**The task**
Among the lines below, keep only those from the one containing "Objective: locate each instance of the wheel" through the one containing "Objective: locate each instance of the bus rear window", and reproduce them exactly.

(Image point grounding data)

--------------------

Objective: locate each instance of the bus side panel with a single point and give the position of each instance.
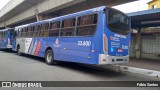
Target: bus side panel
(97, 42)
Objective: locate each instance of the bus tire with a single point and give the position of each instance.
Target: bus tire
(49, 57)
(18, 51)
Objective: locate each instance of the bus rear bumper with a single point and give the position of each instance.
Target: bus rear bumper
(106, 59)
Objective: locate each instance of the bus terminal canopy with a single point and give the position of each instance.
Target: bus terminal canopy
(147, 18)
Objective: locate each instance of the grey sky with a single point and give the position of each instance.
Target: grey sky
(3, 3)
(129, 7)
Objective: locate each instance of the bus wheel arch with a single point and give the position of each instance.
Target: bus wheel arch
(18, 50)
(49, 56)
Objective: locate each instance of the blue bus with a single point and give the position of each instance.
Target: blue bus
(6, 36)
(96, 36)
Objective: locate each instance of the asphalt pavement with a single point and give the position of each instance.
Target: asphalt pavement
(29, 68)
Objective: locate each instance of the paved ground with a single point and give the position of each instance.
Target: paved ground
(28, 68)
(145, 63)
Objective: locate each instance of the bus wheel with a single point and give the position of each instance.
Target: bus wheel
(49, 57)
(18, 51)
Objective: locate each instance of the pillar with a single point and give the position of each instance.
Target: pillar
(138, 46)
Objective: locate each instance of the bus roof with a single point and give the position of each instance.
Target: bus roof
(64, 17)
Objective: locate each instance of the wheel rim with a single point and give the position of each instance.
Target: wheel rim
(49, 57)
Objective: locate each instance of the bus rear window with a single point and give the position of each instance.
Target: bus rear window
(118, 22)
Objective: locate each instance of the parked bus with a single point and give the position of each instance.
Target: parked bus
(95, 36)
(6, 36)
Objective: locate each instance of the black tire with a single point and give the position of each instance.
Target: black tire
(49, 57)
(18, 51)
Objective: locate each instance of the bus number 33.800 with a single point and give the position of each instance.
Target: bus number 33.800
(84, 43)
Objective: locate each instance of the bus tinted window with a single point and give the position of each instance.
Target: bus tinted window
(29, 33)
(68, 27)
(86, 25)
(36, 32)
(54, 29)
(44, 30)
(118, 22)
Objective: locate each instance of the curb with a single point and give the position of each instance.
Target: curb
(121, 68)
(142, 71)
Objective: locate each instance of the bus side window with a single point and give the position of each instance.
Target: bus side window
(44, 30)
(29, 33)
(54, 29)
(19, 32)
(22, 32)
(36, 31)
(68, 27)
(86, 25)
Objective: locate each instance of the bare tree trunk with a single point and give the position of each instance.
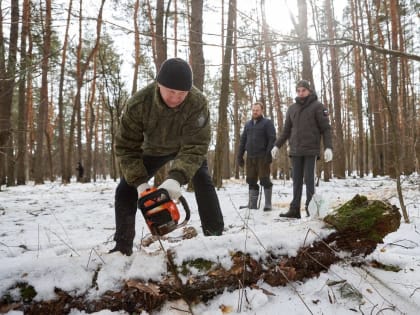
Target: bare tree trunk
(136, 46)
(222, 127)
(7, 84)
(339, 152)
(61, 134)
(81, 69)
(161, 56)
(302, 32)
(43, 105)
(358, 88)
(196, 43)
(22, 105)
(90, 119)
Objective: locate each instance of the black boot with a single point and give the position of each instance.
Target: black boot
(267, 194)
(124, 248)
(292, 213)
(253, 199)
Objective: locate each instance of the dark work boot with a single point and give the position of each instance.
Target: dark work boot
(123, 247)
(292, 213)
(267, 194)
(253, 199)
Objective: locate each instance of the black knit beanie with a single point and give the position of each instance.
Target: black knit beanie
(305, 84)
(176, 74)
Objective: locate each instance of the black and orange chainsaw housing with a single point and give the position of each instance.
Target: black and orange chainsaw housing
(160, 212)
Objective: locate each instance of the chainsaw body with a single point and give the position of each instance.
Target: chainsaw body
(160, 211)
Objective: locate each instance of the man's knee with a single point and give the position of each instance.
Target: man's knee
(266, 182)
(126, 197)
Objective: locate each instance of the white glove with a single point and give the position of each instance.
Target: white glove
(142, 187)
(328, 155)
(274, 152)
(172, 187)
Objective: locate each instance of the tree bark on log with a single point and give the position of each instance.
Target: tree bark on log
(359, 224)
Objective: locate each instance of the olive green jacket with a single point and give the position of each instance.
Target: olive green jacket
(149, 127)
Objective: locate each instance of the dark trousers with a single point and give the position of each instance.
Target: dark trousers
(258, 168)
(302, 166)
(208, 203)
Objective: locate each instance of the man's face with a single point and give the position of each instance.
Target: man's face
(302, 92)
(172, 98)
(256, 111)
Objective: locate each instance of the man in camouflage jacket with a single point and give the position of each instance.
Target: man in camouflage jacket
(168, 120)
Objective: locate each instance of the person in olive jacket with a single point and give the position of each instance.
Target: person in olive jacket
(168, 120)
(306, 121)
(257, 140)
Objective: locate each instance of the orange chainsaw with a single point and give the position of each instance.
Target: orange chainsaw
(160, 212)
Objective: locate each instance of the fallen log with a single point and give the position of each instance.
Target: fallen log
(359, 224)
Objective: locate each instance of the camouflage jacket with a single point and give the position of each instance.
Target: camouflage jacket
(149, 127)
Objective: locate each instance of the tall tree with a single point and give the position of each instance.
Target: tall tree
(61, 134)
(339, 159)
(358, 87)
(222, 126)
(7, 84)
(81, 68)
(22, 105)
(196, 43)
(136, 46)
(43, 104)
(302, 31)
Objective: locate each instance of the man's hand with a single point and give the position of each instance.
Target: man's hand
(142, 187)
(172, 187)
(328, 155)
(274, 152)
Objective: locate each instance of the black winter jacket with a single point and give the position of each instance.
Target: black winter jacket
(257, 139)
(306, 120)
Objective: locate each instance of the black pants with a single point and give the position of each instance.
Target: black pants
(302, 166)
(258, 168)
(208, 203)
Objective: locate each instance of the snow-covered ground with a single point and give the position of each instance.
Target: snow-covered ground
(55, 235)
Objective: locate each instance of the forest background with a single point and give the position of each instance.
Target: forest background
(67, 69)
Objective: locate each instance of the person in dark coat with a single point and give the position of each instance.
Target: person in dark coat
(257, 140)
(80, 171)
(168, 120)
(306, 122)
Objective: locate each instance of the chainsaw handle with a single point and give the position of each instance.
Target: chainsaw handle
(187, 210)
(160, 196)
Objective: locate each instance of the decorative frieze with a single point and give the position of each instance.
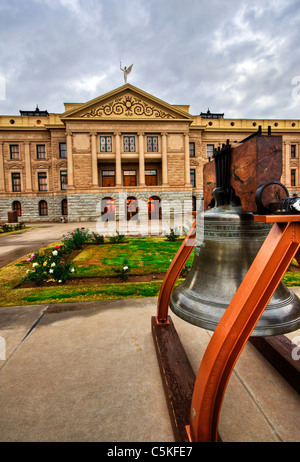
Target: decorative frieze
(128, 106)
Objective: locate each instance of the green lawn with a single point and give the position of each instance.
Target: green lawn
(144, 255)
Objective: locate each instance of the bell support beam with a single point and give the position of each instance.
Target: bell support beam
(237, 323)
(173, 273)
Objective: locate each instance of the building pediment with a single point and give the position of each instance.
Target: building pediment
(127, 102)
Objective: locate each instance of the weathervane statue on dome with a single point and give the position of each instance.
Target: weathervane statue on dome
(126, 71)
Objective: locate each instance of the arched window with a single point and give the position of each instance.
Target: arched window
(132, 208)
(108, 209)
(154, 208)
(64, 207)
(17, 207)
(43, 208)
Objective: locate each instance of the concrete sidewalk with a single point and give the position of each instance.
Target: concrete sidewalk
(89, 372)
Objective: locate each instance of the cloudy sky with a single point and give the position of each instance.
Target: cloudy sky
(240, 57)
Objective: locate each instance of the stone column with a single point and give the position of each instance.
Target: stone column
(164, 159)
(141, 159)
(28, 185)
(94, 160)
(118, 159)
(2, 179)
(187, 159)
(70, 160)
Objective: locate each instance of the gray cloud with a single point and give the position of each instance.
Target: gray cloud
(234, 57)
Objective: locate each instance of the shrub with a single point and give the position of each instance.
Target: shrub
(48, 266)
(76, 239)
(117, 239)
(97, 238)
(185, 270)
(124, 271)
(174, 234)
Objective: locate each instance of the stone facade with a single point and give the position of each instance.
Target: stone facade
(122, 146)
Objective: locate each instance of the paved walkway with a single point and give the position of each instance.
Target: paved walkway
(89, 372)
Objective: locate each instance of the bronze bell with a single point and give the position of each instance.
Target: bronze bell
(232, 240)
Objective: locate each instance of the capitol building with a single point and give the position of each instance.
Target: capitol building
(107, 156)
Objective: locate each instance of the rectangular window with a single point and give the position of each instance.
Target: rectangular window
(293, 177)
(16, 182)
(108, 178)
(105, 144)
(210, 150)
(193, 177)
(62, 150)
(152, 143)
(63, 180)
(41, 151)
(43, 208)
(129, 177)
(129, 143)
(42, 181)
(14, 151)
(151, 177)
(192, 149)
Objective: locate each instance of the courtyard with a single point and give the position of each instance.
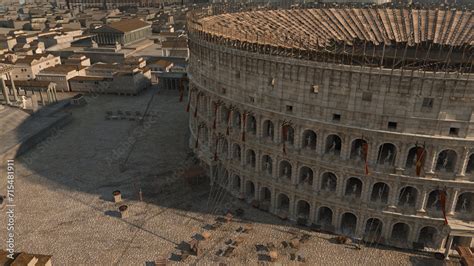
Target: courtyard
(64, 201)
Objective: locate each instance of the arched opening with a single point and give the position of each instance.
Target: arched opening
(446, 161)
(387, 153)
(268, 129)
(224, 148)
(411, 158)
(251, 159)
(249, 190)
(290, 134)
(236, 119)
(285, 170)
(464, 204)
(333, 145)
(205, 136)
(428, 236)
(302, 209)
(348, 224)
(236, 183)
(309, 140)
(373, 230)
(353, 187)
(433, 203)
(470, 165)
(380, 192)
(357, 152)
(267, 163)
(265, 194)
(407, 197)
(306, 176)
(251, 124)
(400, 233)
(236, 152)
(328, 182)
(283, 203)
(324, 217)
(224, 115)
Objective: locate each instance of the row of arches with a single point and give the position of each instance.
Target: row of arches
(407, 196)
(445, 161)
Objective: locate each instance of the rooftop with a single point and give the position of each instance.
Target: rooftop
(319, 27)
(127, 25)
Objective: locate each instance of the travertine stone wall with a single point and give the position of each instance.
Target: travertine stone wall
(393, 111)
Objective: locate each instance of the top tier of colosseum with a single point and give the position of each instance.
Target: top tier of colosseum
(356, 120)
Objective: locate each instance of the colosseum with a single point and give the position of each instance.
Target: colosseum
(351, 120)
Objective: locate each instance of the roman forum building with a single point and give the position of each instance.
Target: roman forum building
(359, 121)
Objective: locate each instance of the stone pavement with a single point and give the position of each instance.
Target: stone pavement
(64, 192)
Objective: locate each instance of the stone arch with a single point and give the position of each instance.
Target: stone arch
(428, 235)
(224, 114)
(407, 197)
(268, 129)
(373, 230)
(290, 134)
(328, 181)
(309, 140)
(380, 192)
(324, 216)
(470, 165)
(265, 194)
(465, 203)
(433, 202)
(302, 209)
(236, 183)
(333, 145)
(305, 176)
(353, 187)
(249, 189)
(236, 152)
(285, 170)
(446, 161)
(251, 126)
(225, 148)
(267, 164)
(387, 153)
(357, 152)
(283, 203)
(205, 135)
(251, 158)
(348, 224)
(400, 233)
(236, 116)
(411, 158)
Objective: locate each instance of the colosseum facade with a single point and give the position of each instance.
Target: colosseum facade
(370, 139)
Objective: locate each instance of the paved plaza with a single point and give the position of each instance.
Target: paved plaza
(64, 198)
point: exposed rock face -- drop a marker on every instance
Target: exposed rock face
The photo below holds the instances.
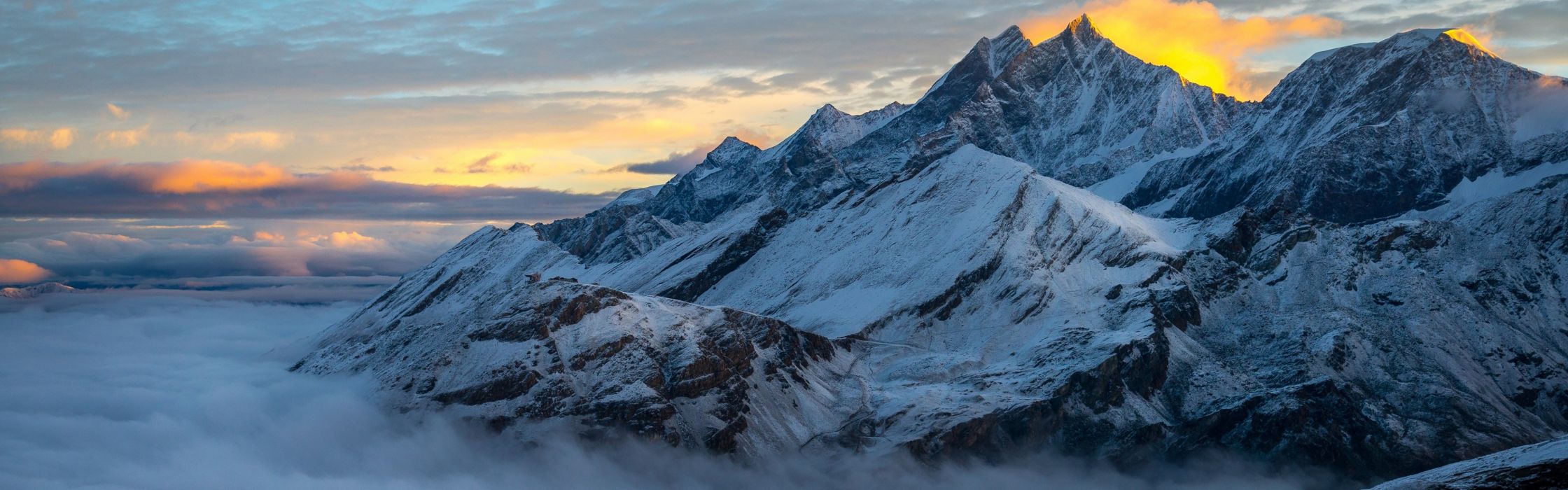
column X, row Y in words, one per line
column 686, row 374
column 1368, row 132
column 932, row 276
column 1544, row 465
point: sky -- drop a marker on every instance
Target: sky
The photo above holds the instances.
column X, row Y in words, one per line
column 168, row 142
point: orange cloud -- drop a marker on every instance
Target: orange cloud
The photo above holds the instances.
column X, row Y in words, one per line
column 192, row 176
column 349, row 239
column 16, row 272
column 186, row 176
column 63, row 137
column 59, row 139
column 118, row 112
column 1189, row 36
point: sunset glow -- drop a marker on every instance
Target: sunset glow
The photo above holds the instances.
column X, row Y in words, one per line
column 1194, row 38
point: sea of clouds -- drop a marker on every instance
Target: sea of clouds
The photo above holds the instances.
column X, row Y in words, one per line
column 143, row 390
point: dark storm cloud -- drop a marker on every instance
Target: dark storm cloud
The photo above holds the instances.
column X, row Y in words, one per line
column 159, row 190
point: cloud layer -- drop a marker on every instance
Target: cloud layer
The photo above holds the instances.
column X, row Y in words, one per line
column 209, row 255
column 22, row 272
column 193, row 189
column 145, row 391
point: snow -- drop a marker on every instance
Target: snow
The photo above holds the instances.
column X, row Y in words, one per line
column 1478, row 473
column 1119, row 188
column 972, row 285
column 1494, row 183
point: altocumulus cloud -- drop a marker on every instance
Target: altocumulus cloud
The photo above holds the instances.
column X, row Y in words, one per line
column 126, row 390
column 197, row 189
column 127, row 253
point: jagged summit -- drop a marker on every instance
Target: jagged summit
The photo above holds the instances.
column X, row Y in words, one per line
column 1298, row 279
column 1082, row 29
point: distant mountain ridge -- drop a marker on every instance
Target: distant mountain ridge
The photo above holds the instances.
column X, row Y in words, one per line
column 1057, row 247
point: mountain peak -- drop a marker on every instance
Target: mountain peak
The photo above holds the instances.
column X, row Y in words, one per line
column 1082, row 29
column 1422, row 38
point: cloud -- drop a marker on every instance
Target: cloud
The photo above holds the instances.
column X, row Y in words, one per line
column 676, row 164
column 59, row 139
column 1194, row 38
column 363, row 167
column 116, row 112
column 260, row 248
column 170, row 390
column 1545, row 111
column 21, row 272
column 122, row 137
column 484, row 165
column 214, row 189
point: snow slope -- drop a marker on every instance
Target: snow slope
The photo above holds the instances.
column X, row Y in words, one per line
column 1363, row 272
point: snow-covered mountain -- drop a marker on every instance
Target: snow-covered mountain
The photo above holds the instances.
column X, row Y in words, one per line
column 1368, row 271
column 34, row 291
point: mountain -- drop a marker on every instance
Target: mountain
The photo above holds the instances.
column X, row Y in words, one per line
column 1057, row 247
column 1368, row 132
column 34, row 291
column 1544, row 465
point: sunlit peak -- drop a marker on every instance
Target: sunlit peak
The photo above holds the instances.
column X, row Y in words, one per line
column 1465, row 36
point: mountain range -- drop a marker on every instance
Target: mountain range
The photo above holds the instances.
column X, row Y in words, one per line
column 1059, row 247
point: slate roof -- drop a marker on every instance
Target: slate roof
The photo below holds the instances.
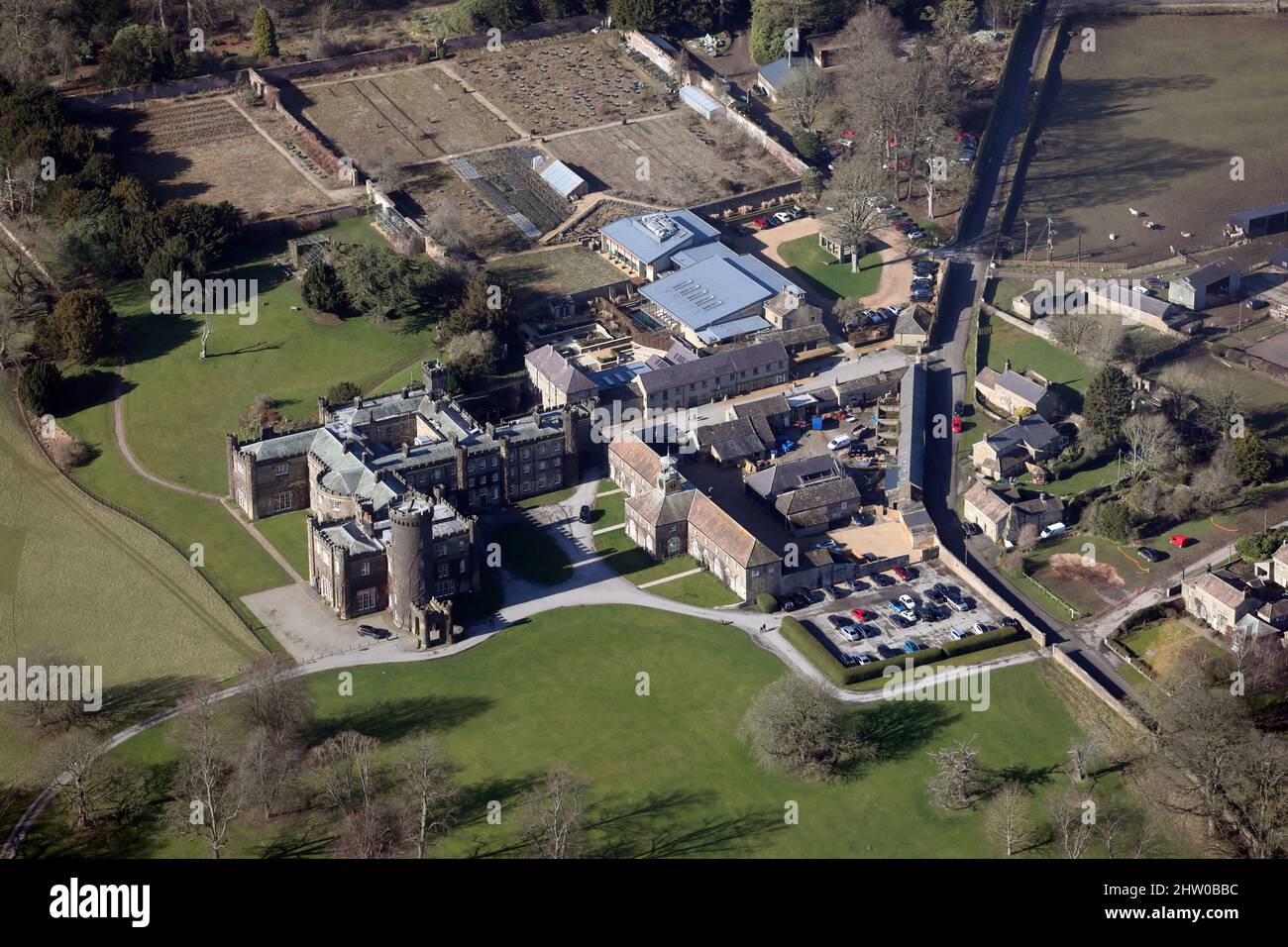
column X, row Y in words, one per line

--------------------

**Reply**
Objective: locate each instance of the wheel rim with a single point and give the position of each instance.
Target: wheel rim
(49, 57)
Objective: locate each instance of the bus rear window with a single point and give the position of each instance.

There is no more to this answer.